◆ WHAT TO PRODUCE:
Taking the line with "the reed bed." as the start, reproduce every line until the records end, exactly and with nothing added.
--
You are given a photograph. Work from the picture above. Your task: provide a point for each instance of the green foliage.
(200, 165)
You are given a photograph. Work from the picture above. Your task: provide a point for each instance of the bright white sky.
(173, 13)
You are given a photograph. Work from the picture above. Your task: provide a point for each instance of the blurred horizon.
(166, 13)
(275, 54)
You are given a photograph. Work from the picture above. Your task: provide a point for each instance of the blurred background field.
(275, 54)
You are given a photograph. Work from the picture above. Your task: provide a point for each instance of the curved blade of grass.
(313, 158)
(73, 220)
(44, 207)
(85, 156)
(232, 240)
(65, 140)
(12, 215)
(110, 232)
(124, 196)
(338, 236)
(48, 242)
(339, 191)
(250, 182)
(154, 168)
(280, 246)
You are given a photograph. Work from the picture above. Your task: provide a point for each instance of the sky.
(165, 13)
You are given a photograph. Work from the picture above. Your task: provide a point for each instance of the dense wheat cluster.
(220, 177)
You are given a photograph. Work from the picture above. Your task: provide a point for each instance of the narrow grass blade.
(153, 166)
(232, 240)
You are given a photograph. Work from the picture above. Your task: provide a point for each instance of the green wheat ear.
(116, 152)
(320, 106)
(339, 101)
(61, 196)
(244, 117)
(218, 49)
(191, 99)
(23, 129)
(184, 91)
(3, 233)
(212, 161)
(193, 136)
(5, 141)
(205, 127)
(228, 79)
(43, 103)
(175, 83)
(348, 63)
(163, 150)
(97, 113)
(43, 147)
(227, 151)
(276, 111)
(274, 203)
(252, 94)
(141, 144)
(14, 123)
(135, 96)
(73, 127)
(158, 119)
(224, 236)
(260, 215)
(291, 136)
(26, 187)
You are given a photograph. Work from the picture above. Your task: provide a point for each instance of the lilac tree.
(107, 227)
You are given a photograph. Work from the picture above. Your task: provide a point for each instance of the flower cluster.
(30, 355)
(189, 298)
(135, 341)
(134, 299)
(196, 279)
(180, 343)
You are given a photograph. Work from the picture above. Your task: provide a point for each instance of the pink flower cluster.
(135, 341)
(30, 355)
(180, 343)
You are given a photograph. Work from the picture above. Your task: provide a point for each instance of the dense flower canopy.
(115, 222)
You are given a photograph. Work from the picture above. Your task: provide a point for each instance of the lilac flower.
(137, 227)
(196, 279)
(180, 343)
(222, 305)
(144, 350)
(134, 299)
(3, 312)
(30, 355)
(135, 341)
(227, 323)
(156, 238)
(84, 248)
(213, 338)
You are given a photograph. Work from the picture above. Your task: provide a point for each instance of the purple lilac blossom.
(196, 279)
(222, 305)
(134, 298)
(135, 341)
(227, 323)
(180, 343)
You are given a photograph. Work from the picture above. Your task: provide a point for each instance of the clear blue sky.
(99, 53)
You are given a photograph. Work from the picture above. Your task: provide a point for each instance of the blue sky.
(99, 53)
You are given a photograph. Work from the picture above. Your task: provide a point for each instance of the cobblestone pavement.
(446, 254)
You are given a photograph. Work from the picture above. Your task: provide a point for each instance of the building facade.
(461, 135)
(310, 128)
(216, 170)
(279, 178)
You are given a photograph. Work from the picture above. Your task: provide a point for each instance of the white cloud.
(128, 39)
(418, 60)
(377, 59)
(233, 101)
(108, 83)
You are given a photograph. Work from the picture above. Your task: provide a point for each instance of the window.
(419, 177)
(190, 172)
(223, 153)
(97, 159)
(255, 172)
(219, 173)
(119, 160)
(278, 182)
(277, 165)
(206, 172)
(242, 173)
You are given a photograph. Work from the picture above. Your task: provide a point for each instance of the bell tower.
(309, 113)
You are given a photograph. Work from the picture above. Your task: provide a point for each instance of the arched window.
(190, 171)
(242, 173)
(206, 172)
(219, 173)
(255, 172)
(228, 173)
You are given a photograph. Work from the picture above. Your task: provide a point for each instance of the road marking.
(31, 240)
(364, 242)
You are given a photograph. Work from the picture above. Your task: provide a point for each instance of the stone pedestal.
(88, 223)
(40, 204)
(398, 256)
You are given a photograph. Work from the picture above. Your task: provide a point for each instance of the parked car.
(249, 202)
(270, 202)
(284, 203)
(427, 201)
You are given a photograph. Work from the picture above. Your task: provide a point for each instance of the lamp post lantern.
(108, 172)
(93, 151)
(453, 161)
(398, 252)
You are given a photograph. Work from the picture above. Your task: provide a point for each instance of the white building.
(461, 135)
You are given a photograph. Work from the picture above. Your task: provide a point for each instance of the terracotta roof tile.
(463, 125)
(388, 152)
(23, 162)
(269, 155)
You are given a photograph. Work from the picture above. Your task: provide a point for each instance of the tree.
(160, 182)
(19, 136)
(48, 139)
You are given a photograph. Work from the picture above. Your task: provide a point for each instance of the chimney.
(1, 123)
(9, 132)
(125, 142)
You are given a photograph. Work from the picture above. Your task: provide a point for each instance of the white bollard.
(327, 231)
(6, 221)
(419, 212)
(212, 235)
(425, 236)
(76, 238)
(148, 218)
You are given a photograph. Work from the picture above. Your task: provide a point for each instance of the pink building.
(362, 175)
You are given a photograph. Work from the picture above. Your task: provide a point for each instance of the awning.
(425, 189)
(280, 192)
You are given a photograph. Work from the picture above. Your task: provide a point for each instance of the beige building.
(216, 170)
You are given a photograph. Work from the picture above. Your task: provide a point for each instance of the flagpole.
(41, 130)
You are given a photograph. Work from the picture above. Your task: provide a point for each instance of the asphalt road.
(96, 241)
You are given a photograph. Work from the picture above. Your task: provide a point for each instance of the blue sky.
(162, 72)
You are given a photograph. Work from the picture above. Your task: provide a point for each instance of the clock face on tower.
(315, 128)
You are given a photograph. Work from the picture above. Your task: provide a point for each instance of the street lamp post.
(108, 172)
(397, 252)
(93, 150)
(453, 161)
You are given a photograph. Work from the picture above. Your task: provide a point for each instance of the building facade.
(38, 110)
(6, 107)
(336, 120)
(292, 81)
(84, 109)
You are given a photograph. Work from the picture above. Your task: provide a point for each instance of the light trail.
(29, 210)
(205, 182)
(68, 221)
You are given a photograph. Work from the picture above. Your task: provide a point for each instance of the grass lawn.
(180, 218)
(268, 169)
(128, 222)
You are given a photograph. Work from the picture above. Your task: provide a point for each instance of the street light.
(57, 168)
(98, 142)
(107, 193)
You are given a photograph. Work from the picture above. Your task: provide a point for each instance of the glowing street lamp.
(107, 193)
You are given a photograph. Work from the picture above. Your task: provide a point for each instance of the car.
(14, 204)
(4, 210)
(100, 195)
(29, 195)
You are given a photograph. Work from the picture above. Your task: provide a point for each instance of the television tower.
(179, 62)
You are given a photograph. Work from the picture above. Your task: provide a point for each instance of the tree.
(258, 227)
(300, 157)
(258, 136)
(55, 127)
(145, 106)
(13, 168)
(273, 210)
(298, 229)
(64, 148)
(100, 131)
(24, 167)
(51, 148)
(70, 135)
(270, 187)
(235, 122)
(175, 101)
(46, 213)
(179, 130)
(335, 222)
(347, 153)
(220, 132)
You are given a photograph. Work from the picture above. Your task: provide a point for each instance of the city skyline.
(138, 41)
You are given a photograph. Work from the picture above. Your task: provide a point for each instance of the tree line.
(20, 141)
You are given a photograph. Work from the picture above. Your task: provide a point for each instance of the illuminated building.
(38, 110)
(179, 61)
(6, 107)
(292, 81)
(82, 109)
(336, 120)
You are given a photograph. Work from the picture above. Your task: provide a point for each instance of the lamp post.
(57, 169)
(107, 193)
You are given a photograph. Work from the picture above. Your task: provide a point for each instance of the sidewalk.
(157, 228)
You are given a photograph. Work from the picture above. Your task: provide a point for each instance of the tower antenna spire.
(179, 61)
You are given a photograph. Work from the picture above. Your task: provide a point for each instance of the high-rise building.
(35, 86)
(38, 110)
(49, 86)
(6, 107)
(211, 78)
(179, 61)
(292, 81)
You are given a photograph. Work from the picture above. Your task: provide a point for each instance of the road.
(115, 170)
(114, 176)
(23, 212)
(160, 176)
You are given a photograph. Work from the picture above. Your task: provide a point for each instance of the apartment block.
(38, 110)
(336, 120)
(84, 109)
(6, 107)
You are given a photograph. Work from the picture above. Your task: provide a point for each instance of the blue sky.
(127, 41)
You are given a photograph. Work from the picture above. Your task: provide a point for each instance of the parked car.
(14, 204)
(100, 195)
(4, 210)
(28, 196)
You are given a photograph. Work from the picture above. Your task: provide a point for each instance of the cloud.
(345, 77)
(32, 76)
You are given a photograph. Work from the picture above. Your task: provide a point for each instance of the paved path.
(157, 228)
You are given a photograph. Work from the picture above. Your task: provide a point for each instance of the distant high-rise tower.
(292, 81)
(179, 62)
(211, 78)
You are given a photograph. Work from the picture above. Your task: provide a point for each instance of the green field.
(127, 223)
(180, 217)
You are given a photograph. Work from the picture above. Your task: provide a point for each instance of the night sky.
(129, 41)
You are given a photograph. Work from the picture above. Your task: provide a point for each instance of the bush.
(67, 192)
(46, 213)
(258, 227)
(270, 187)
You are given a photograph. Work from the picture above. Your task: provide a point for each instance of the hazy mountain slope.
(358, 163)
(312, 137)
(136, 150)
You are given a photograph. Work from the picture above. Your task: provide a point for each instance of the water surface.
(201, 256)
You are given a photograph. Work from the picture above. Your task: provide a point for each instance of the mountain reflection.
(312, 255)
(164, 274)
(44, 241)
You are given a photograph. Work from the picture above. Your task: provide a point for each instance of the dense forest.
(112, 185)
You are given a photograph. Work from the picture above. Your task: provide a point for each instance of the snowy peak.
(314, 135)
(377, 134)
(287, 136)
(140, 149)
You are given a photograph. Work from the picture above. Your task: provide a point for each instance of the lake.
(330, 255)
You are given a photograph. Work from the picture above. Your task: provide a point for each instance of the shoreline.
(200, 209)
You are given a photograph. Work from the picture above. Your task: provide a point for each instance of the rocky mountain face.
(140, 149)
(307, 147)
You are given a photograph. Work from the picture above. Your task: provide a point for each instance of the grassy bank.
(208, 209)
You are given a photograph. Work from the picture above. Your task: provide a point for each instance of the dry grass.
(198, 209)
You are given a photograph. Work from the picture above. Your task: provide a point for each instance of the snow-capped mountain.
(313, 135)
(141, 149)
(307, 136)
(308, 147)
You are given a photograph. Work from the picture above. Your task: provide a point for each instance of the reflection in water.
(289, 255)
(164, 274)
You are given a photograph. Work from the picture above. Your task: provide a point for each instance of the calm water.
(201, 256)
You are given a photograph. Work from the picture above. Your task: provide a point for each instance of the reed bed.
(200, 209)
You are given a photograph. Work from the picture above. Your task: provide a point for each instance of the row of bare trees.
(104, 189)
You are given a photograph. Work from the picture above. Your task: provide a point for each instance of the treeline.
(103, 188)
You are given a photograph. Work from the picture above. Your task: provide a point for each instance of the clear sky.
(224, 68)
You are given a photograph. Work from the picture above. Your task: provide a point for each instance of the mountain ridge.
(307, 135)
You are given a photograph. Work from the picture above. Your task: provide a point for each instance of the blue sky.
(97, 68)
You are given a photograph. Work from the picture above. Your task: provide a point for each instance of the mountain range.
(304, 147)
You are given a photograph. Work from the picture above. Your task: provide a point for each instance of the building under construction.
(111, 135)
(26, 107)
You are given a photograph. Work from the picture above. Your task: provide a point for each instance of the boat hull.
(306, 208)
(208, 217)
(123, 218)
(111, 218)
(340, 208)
--
◆ RESPONSE BELOW:
You are given a photograph. Work from the picture above. Your task: provide a point for each instance of the reed bed.
(200, 209)
You are given a photograph. Work from the picture above. Your task: provide a point for each instance of the row of bare trees.
(104, 189)
You are given a photograph. Work from the picture above. Your task: provide a point for each instance of the treeline.
(103, 188)
You are given a photograph. Work from the picture above. Your task: provide a point for each instance of the clear sky.
(224, 68)
You are given a photograph. Work from the picture above. Your task: provide a point for each instance of the mountain ridge.
(307, 135)
You are given a photograph. Work from the picture above. Your task: provide a point for each instance of the blue sky.
(97, 68)
You are given a photograph. Work from the picture above. Your task: provide a point for each instance of the mountain range.
(304, 147)
You are given a photograph. Work from the picture above. Your task: provide a point for each instance of the building under construction.
(111, 135)
(26, 107)
You are given a photograph. Work from the picture above. Your task: provide a point for each instance of the boat hull.
(306, 208)
(208, 217)
(123, 218)
(111, 218)
(340, 208)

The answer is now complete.